→ **INSTRUCTIONS TO FOLLOW**
Your answer should consist of every line in the records that holds "below".

+++ PROVIDED INFORMATION +++

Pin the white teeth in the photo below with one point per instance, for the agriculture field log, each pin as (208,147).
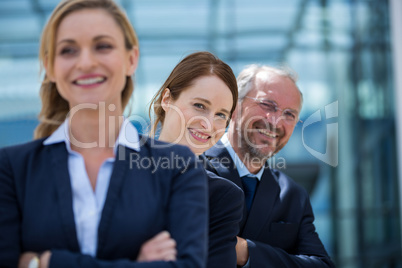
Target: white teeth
(266,133)
(204,137)
(90,81)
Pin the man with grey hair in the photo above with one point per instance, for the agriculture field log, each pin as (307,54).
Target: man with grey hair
(277,229)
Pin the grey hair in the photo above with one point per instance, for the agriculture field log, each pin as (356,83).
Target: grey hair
(246,78)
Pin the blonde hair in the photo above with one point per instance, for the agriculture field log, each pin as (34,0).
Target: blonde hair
(192,67)
(54,108)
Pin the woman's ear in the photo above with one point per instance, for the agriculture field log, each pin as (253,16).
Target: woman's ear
(165,99)
(48,74)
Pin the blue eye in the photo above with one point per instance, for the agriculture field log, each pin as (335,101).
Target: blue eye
(103,46)
(68,51)
(289,115)
(222,115)
(268,106)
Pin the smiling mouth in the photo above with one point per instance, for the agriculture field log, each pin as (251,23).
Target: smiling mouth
(199,135)
(90,81)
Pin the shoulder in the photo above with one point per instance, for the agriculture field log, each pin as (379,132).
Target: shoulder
(22,150)
(287,183)
(160,148)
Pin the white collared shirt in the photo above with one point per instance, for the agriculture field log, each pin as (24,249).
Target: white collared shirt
(241,168)
(88,204)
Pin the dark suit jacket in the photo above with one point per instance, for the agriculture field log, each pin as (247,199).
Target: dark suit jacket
(36,211)
(226,201)
(279,227)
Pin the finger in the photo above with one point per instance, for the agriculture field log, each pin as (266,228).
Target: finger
(169,254)
(161,236)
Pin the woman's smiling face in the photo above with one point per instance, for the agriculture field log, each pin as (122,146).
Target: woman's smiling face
(198,117)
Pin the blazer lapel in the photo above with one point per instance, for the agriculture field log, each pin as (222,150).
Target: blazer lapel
(265,197)
(113,193)
(59,170)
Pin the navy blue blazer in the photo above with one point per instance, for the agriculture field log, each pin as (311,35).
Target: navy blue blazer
(279,227)
(226,201)
(36,211)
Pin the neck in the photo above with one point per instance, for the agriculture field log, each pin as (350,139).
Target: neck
(94,129)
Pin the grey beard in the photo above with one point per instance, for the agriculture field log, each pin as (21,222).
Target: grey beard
(253,153)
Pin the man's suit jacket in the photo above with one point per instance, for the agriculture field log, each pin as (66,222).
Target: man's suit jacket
(226,201)
(144,197)
(279,227)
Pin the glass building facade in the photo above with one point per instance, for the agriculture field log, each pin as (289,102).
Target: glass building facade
(345,150)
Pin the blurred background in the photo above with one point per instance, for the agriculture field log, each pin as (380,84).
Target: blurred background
(345,152)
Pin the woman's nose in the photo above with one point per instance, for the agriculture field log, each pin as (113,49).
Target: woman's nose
(86,60)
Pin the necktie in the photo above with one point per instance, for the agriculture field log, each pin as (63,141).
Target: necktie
(249,186)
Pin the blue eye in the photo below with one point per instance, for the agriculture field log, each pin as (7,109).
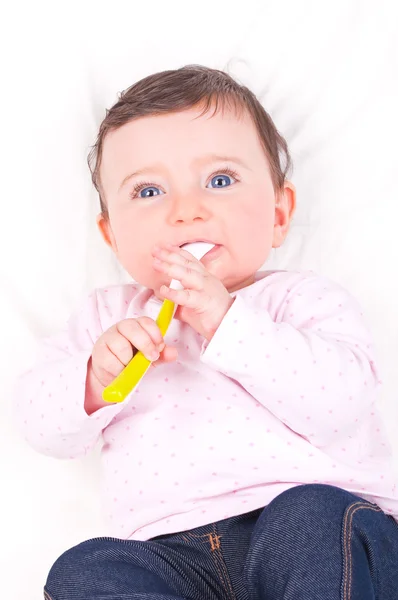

+++

→ **WRITTEN RESPONSE**
Pin the white teeth in the photo below with one point per instance, for the agriculture field log, each pin as (208,147).
Pin the blue eye in the photo below with one point per instance, for the agriculture field log, each pin as (7,109).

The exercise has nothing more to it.